* _Выбранный отрывок_

23-40 (по Москве) или 16-40 (по Нъю-Йорку).

               Ну вот, и долетели до земли обетованной. Да, комфорта, признаться, ожидала я большего, памятуя о полете 1991 года в Париж. Поспать удалось совсем немного, особенно с моим холерическим темпераментом. Но спасибо хоть живы.
              При посадке видели не много: мелкие многочисленные домики, всё аккуратненько, но без разительных отличий от нашего ландшафта, если смотреть на него с такой же высоты. Извернувшись до невозможности, можно было разглядеть вдали, мельком, очень невнятно – небоскребы и статую Свободы. Да и то не всем.
Американцы уже слегка начали надоедать, так как весь полет (почти 10 часов) по ТВ демонстрировали их гутаперчевую жизнь – новости, фильмы, артистов и артисток- почти сплошь блондинок и т.п.. Видимо, чтобы мы привыкали.   
          Когда самолет мягко коснулся земли, в салоне раздались громкие аплодисменты, чувствовалась неподдельная радость и облегчение. Всё задвигалось, зашевелилось, медленно поползло к выходу. Бросилось в глаза - в салоне после пассажиров свинство: мусор, сваленные на пол постельные принадлежности, пластиковая упаковка. Вот что только и остается после нас, людей. Но мы это всё бросаем, это уже всем все равно. Только вперед!
 
          Выгрузившись, толпясь и толкаясь, как дома, в здании Н.-Й. Аэропорта помчались бегом, как советовал сын. Однако очередей практически не встретили – ни на таможне, ни в окнах регистрации и сдачи багажа. Папик сильно нервничал, что было видно по блеску его несколько остекленелых глаз. Плохо, что не можем нормально объясняться по-английски. Но это уже не впервой – подобное ощущение собственной неполноценности и невежества. Сами виноваты. Кроме того, знаешь, что это ощущение не навсегда и дома ты опять будешь совсем не хуже других. Чем и утешаешься.

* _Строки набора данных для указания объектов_
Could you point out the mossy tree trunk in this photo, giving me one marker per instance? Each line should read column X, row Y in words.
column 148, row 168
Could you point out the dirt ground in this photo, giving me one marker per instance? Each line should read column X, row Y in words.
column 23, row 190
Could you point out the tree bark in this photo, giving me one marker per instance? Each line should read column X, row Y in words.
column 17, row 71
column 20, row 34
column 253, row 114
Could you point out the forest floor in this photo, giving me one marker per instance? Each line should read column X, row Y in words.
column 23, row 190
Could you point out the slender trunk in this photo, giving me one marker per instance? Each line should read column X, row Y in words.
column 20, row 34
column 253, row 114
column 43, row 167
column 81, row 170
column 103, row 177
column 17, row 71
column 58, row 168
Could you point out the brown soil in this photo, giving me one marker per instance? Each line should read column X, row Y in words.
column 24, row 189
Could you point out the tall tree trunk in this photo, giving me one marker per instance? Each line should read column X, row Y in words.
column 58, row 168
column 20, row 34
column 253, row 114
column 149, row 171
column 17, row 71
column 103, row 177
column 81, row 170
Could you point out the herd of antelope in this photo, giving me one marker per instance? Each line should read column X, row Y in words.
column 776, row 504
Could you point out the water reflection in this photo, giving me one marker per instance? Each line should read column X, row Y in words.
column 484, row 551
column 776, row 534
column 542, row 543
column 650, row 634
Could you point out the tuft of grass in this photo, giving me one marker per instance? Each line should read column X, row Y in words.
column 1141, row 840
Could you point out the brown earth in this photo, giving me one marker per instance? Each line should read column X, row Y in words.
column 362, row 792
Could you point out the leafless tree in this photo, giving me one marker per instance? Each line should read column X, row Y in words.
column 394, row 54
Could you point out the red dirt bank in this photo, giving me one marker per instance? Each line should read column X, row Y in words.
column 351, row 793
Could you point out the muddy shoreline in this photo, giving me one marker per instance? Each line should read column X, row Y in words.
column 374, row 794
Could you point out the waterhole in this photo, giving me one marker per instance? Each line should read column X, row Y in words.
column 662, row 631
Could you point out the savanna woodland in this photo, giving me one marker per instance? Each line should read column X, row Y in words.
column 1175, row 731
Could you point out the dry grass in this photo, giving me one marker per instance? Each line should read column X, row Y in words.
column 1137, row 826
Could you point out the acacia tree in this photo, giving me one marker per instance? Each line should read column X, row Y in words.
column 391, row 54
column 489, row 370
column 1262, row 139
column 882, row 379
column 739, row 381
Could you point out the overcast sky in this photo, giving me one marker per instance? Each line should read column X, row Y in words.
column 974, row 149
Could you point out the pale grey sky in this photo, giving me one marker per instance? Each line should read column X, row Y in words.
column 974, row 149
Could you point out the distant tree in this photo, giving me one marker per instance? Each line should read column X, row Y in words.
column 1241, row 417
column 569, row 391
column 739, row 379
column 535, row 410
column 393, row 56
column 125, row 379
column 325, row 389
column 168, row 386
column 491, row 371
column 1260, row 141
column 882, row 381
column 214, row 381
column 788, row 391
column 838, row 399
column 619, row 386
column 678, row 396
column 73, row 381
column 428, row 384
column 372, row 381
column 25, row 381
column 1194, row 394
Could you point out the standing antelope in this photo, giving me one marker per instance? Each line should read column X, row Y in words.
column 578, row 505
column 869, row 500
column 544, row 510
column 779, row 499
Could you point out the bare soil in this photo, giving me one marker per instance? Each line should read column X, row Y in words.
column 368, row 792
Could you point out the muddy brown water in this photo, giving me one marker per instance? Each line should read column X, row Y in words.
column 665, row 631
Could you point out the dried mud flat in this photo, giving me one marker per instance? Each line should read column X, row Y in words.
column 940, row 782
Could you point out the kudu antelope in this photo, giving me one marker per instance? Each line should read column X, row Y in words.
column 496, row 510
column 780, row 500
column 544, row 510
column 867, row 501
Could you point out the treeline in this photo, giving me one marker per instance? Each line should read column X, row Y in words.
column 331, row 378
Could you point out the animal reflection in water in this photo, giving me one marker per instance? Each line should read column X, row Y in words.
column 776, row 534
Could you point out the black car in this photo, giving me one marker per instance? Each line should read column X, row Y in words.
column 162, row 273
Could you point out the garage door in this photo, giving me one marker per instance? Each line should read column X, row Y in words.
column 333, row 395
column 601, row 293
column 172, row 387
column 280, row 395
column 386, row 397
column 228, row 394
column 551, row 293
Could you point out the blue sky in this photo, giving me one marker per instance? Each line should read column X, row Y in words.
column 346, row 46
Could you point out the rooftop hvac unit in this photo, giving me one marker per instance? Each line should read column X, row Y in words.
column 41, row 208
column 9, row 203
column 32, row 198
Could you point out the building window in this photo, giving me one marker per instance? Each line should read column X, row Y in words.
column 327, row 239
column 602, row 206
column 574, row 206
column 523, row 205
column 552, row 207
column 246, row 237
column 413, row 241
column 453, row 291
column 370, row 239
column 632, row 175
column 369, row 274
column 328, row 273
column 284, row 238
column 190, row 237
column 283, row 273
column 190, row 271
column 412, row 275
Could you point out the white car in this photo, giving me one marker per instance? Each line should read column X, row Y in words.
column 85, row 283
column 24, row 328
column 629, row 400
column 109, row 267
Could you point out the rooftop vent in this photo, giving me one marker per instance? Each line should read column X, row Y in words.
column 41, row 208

* _Условие задания_
Продолжите путевые заметки о прилете в Нью-Йорк, начав сразу после последнего предложения отрывка.

* _Ответ к заданию_
             Негр на таможне (движения четкие, автоматические) улыбается слегка иронично, спрашивает, сколько пробудем в США и будем ли учить инглиш. Обещаем. Желает счастливого пути.
             Ну что? Люди кругом, как люди. Специфика лишь в том, что много крашеных блондинок и чаще улыбаются и извиняются. Много пожилых туристов, прилично одетых старушенций с блестящей сединой и бижутерией, а также с бросающимся в глаза педикюром. Преобладающие цвета – серо-голубой и черный. Красиво вокруг: ковровые покрытия, никель, цветы. Шикарные сортиры. Вот пока и всё.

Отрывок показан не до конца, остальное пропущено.